▸ Required actions
1. List every hyphenated term in the passage on regret-based reinforcement learning below.
2. From the passage on regret-based reinforcement learning below, copy down the words from "Policies grounded in" to "representation provided below.".

▸ Document text
In our investigation, we present innovative methodologies for computing Reinforcement Learning (RL) policies designed to exhibit resilience in the face of perturbations to their behavioral dynamics. Diverging from traditional paradigms that prioritize the maximization of rewards, our approach centers on the minimization of regret within the enacted policies.
     Conventional state-of-the-art techniques typically gravitate towards either the maximization of a robust, guaranteed minimum reward or the fortification of a classifier/neural network to mitigate errors. However, both methodologies employ the optimization of reward signals. Within the framework of game theory, our proposed methodology can be aptly classified as "mini-max regret," diverging fundamentally from the prevalent "maxi-min reward" strategies employed by existing approaches.
    
Policies grounded in regret-based optimization yield outcomes characterized by enhanced security and consistency, a phenomenon demonstrated in a visual representation provided below.

▸ Dataset content
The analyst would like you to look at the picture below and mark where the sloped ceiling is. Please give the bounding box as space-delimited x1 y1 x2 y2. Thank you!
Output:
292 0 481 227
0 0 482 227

▸ Results
1.
state-of-the-art
mini-max
maxi-min
regret-based

2.
Policies grounded in regret-based optimization yield outcomes characterized by enhanced security and consistency, a phenomenon demonstrated in a visual representation provided below.